WHAT THE TASK ASKS>
Reproduce the listing below without changes, except that pictures are left out.

═════ GIVEN RECORDS

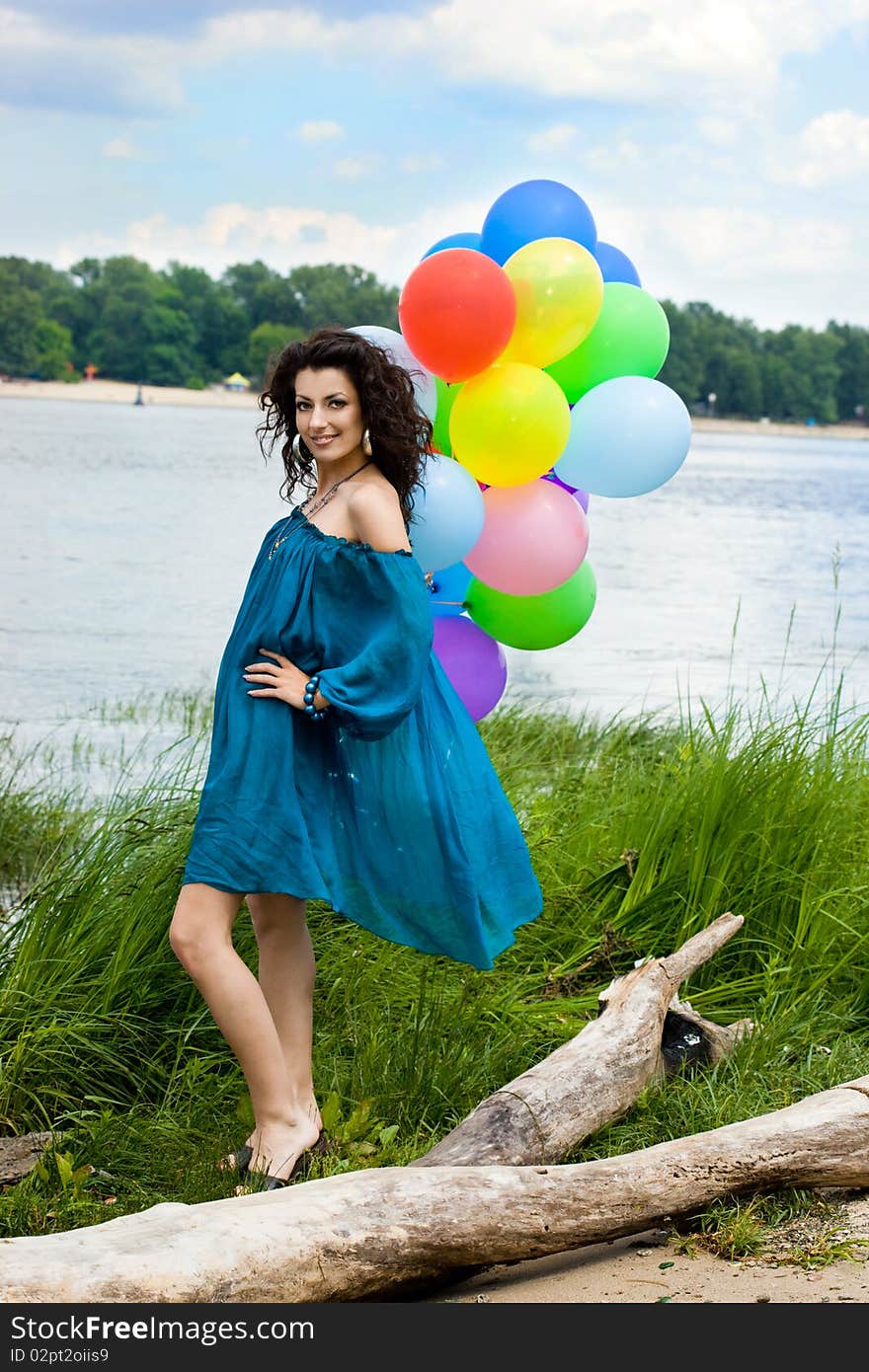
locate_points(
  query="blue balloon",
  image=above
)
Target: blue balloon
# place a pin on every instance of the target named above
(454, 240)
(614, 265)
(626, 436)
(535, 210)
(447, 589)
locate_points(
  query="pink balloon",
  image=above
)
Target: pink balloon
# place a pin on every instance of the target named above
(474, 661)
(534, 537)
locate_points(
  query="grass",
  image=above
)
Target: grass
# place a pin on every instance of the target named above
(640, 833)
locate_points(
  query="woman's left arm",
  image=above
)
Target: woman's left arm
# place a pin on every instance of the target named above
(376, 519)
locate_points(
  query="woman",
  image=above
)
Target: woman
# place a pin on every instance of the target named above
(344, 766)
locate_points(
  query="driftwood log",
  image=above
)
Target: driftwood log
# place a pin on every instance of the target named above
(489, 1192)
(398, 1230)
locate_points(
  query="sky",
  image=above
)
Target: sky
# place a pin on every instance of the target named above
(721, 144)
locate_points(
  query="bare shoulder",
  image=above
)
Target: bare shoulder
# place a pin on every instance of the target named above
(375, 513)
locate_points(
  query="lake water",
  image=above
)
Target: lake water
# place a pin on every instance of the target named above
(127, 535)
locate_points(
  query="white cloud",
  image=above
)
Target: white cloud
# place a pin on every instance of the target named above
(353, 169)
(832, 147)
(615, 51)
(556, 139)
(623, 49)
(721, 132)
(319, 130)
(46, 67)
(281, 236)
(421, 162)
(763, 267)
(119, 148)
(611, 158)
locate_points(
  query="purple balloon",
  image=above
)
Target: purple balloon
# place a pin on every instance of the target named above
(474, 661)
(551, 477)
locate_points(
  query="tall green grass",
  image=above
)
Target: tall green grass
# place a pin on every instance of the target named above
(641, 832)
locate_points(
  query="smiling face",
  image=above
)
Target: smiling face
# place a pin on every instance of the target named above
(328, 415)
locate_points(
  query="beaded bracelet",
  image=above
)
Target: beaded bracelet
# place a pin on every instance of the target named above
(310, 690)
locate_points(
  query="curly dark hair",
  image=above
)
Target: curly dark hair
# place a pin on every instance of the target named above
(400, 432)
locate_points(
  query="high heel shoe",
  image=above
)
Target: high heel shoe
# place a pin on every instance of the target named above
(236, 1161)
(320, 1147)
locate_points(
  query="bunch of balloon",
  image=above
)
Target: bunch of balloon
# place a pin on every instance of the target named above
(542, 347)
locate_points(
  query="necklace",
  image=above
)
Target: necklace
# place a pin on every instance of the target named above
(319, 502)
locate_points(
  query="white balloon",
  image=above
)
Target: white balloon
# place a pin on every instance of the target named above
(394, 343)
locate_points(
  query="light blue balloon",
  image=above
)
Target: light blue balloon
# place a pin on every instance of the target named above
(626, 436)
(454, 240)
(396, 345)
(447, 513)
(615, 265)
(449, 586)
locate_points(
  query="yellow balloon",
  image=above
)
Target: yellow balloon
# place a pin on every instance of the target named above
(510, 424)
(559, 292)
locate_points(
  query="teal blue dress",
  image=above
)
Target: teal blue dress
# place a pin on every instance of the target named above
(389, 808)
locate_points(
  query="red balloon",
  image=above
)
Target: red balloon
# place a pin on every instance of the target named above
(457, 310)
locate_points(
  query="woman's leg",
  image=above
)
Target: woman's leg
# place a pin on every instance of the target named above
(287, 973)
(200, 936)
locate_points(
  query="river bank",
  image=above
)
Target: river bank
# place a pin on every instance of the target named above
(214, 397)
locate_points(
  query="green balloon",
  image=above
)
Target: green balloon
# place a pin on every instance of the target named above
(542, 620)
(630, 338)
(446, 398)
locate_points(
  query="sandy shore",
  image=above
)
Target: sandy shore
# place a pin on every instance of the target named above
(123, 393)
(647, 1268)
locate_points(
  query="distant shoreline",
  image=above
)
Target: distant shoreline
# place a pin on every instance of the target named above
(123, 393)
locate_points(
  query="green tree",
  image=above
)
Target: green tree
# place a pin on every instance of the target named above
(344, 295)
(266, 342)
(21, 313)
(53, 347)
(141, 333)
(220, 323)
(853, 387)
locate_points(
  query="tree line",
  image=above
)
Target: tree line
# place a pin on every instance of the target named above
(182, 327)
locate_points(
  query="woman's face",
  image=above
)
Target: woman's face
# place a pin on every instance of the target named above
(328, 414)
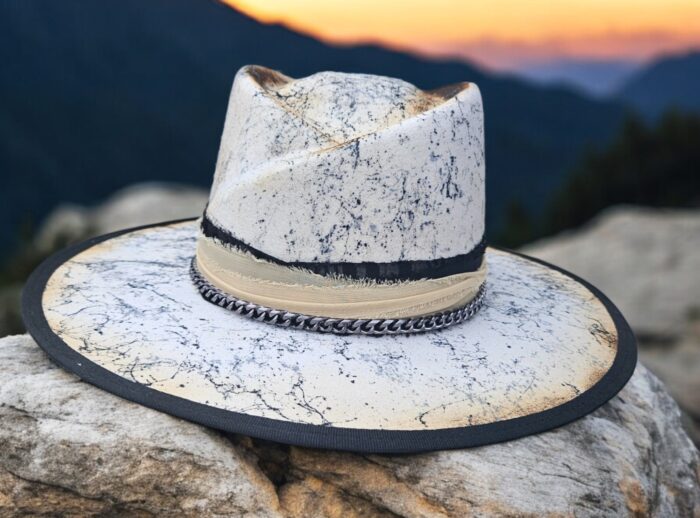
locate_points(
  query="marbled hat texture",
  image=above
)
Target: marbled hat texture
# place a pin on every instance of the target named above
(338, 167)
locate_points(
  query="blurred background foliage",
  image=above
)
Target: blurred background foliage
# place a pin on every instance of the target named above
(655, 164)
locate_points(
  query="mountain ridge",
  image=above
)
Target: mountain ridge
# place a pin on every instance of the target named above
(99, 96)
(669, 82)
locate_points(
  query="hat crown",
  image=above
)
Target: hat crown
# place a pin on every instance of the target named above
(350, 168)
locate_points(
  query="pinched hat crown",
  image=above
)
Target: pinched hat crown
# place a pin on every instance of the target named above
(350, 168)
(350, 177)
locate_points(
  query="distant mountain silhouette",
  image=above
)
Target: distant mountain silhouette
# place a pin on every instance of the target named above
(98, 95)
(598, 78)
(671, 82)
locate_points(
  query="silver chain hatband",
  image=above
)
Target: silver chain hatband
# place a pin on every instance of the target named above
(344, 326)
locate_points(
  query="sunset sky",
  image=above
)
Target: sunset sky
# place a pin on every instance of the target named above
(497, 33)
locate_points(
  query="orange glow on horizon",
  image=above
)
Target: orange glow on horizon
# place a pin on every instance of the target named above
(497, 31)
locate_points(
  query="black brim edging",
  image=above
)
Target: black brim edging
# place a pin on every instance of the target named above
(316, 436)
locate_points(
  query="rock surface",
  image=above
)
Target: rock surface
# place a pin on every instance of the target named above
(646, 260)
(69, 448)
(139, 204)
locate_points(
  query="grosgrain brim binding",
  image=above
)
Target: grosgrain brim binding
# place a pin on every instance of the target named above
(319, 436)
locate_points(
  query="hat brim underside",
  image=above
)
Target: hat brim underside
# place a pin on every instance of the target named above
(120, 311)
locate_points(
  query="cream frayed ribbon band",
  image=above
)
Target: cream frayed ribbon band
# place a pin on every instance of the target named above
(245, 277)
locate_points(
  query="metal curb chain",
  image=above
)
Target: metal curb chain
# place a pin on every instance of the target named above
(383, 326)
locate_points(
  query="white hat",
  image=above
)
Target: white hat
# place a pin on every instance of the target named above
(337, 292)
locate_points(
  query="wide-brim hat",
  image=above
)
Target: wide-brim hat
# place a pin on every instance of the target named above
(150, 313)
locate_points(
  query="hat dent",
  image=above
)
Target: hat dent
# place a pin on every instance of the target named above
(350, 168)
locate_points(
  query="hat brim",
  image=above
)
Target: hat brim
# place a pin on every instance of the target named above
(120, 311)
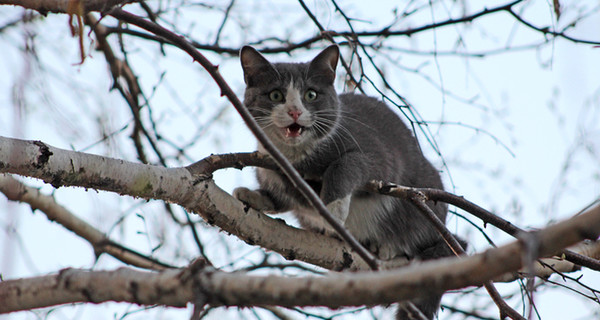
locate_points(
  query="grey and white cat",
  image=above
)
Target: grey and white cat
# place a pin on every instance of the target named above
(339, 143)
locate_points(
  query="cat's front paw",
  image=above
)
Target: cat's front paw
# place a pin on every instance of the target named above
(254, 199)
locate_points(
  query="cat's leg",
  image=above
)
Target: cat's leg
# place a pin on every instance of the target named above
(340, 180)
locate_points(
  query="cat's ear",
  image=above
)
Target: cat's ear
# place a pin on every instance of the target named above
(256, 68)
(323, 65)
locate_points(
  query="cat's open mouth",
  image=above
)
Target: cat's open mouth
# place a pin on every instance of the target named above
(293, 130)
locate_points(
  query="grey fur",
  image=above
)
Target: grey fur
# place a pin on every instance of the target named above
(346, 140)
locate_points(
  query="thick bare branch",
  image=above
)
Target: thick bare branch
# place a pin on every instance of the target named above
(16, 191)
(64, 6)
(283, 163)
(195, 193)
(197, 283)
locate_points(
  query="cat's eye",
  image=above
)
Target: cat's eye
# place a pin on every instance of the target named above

══════════

SOLUTION FOR THIS PROBLEM>
locate_points(
  query="blue balloon",
  image=above
)
Target: blue balloon
# place a pin on every instance of the target named above
(454, 240)
(614, 265)
(626, 436)
(535, 210)
(447, 589)
locate_points(
  query="pink balloon",
  image=above
)
Target: pink balloon
# place a pin on every instance of the target named above
(474, 661)
(534, 537)
locate_points(
  query="grass",
  image=above
)
Target: grass
# place a pin on every instance of the target named above
(640, 833)
locate_points(
  query="woman's left arm",
  image=above
)
Target: woman's left arm
# place a pin on every instance of the target named above
(376, 519)
locate_points(
  query="woman",
  image=above
)
Target: woman
# place a pin on every instance of the target named above
(344, 766)
locate_points(
  query="driftwood log",
  image=above
)
Target: driftwood log
# place a pin on every instance of the target named above
(489, 1192)
(398, 1230)
locate_points(
  query="sky",
  image=above
)
Target: sky
# place a pin on every instance of the target named above
(721, 144)
locate_points(
  query="bare shoulder",
  image=above
)
Target: bare shoulder
# place a pin on every instance of the target named above
(375, 513)
locate_points(
  query="lake water",
  image=above
)
Target: lake water
# place a pin on every instance of the target named above
(127, 535)
locate_points(
  query="white cloud",
  image=above
)
Target: white cloud
# place a pin on every instance of the target named above
(353, 169)
(832, 147)
(615, 51)
(556, 139)
(623, 49)
(721, 132)
(319, 130)
(46, 67)
(281, 236)
(421, 162)
(763, 267)
(119, 148)
(611, 158)
locate_points(
  query="purple balloon",
  image=above
)
Target: purple balloon
# place a pin on every instance of the target named above
(474, 661)
(551, 477)
locate_points(
  query="tall green grass",
  image=above
)
Target: tall green grass
# place a pin on every instance of the target named above
(641, 832)
locate_points(
  query="smiling face",
  image=above
)
Target: smiling face
# place a pin on every instance of the target named above
(328, 415)
locate_points(
  query="beaded bracelet",
  image=above
)
Target: beaded bracelet
# place a pin on every instance of the target named above
(310, 690)
locate_points(
  query="curly dark hair",
  image=above
)
Target: curly dark hair
# place a pin on every instance of the target named above
(400, 432)
locate_points(
  query="high heel shoe",
  image=above
)
Target: high heel shoe
# place a pin on every instance of the target named above
(236, 1161)
(320, 1147)
locate_points(
  query="bunch of balloon",
  image=above
)
Target: bunch of balloon
# place a pin on every instance of the target named above
(542, 347)
locate_points(
  query="necklace",
  image=above
)
Target: necklace
# place a pin on every instance of the target named above
(319, 502)
locate_points(
  query="white balloon",
  image=above
)
Target: white balloon
# place a pin on every instance of the target named above
(394, 343)
locate_points(
  query="light blue balloon",
  image=above
)
Target: light blue balloon
# place a pin on every instance of the target named above
(626, 436)
(454, 240)
(396, 345)
(447, 513)
(615, 265)
(449, 586)
locate_points(
  query="yellow balloon",
  image=above
)
Target: yellow balloon
# place a pin on every instance of the target named above
(510, 424)
(559, 292)
locate_points(
  query="teal blue dress",
  image=above
)
Target: teal blue dress
# place a pin on every instance of the target named above
(389, 808)
locate_points(
  query="red balloon",
  image=above
)
Target: red balloon
# place a pin on every instance of the target named above
(457, 310)
locate_points(
  query="woman's leg",
  image=above
)
Target: woman's leg
# place a pin on every instance of the target named above
(287, 973)
(200, 936)
locate_points(
  query="river bank",
  image=above
)
Target: river bank
# place a pin on every instance of the target named above
(214, 397)
locate_points(
  query="green balloon",
  image=above
)
Target: green balloon
# place a pin on every instance of the target named above
(542, 620)
(630, 338)
(446, 398)
locate_points(
  query="sandy shore",
  image=above
)
Target: sandy shore
# place a pin on every instance of the target named above
(123, 393)
(647, 1268)
locate_points(
  query="distant shoreline",
  image=above
)
Target: distant shoreline
# place a pin on every instance of the target named above
(123, 393)
locate_points(
  query="green tree",
  image=above
)
Target: green tree
# place a pin on every instance of the target named above
(344, 295)
(266, 342)
(21, 313)
(53, 347)
(141, 333)
(220, 323)
(853, 387)
locate_points(
  query="tree line",
  image=above
)
Target: tree line
# place a pin on every instance of the target named above
(182, 327)
locate_points(
  query="woman's face",
  image=above
)
Target: woman's face
# place a pin on every instance of the target named above
(328, 414)
locate_points(
  query="marbled hat texture",
  image=above
)
Target: marbled hat texture
# place a pin on every instance of the target named above
(338, 167)
locate_points(
  query="blurred background foliage",
  image=above
)
Target: blurred background foliage
# place a pin on every instance of the target named above
(655, 164)
locate_points(
  query="mountain ridge",
  image=above
)
Target: mountain ridge
# place a pin on every instance of the target named above
(99, 96)
(669, 82)
locate_points(
  query="hat crown",
  image=above
)
Target: hat crown
# place a pin on every instance of the target named above
(350, 168)
locate_points(
  query="pinched hat crown",
  image=above
)
Target: pinched hat crown
# place a pin on every instance of the target named above
(350, 168)
(350, 177)
locate_points(
  query="distant mountain silhouette",
  image=above
)
Target: distant mountain silhouette
# place a pin on every instance of the target named above
(98, 95)
(598, 78)
(671, 82)
locate_points(
  query="silver chain hatband",
  image=above
)
Target: silver chain hatband
# place a pin on every instance of the target named above
(344, 326)
locate_points(
  query="sunset sky",
  image=above
)
Target: sunset sky
# place a pin on every instance of the target named above
(497, 33)
locate_points(
  query="orange glow on horizon",
  image=above
)
Target: orange glow on horizon
# place a pin on every instance of the target named above
(497, 31)
locate_points(
  query="black brim edging",
  image=above
)
Target: black brim edging
# place a pin on every instance of the target named above
(316, 436)
locate_points(
  query="rock surface",
  image=above
)
Target: rock surface
# place a pin on every instance of the target named above
(646, 260)
(69, 448)
(139, 204)
locate_points(
  query="grosgrain brim binding",
  image=above
)
Target: grosgrain brim binding
# place a pin on every instance of the target named above
(319, 436)
locate_points(
  query="hat brim underside",
  image=above
)
Target: hat brim underside
# place a pin on every instance of the target named above
(120, 311)
locate_points(
  query="cream frayed ribbon band",
  image=above
)
Target: cream frayed ribbon band
# place a pin on every instance of the target named above
(245, 277)
locate_points(
  query="metal curb chain",
  image=above
)
Target: metal curb chain
# place a pin on every instance of the target named above
(383, 326)
locate_points(
  query="white hat",
  image=above
)
Target: white hat
# place a pin on every instance of the target named above
(337, 292)
locate_points(
  query="wide-brim hat",
  image=above
)
Target: wide-brim hat
# place a pin on every instance of the target named above
(150, 313)
locate_points(
  query="hat dent",
  image=above
)
Target: hat dent
# place a pin on every instance of the target named above
(350, 168)
locate_points(
  query="hat brim",
  image=above
)
Target: hat brim
# place a pin on every instance of the target named above
(120, 311)
locate_points(
  query="grey and white cat",
  image=above
)
Target: grey and white cat
# place a pin on every instance of the target named above
(339, 143)
locate_points(
  query="cat's front paw",
  image=above
)
Target: cat's front paw
# place a pin on every instance of the target named above
(254, 199)
locate_points(
  query="cat's leg",
  image=above
)
Target: cat's leg
# place a pin on every instance of the target named above
(340, 180)
locate_points(
  query="cat's ear",
  image=above
)
Target: cat's ear
# place a pin on every instance of the target named above
(256, 68)
(323, 65)
locate_points(
  query="cat's open mouth",
  image=above
)
Target: cat's open mouth
# place a pin on every instance of the target named above
(293, 130)
locate_points(
  query="grey fur",
  image=above
)
Target: grey fur
# place a pin on every instance of the target named above
(346, 140)
locate_points(
  query="thick bare branch",
  image=above
)
Target: thick bare branch
# place a pin on every instance of the target named above
(16, 191)
(64, 6)
(283, 163)
(195, 193)
(197, 283)
locate_points(
  query="cat's eye",
  image=above
)
Target: cat's eye
# place a pin on every instance of the target named above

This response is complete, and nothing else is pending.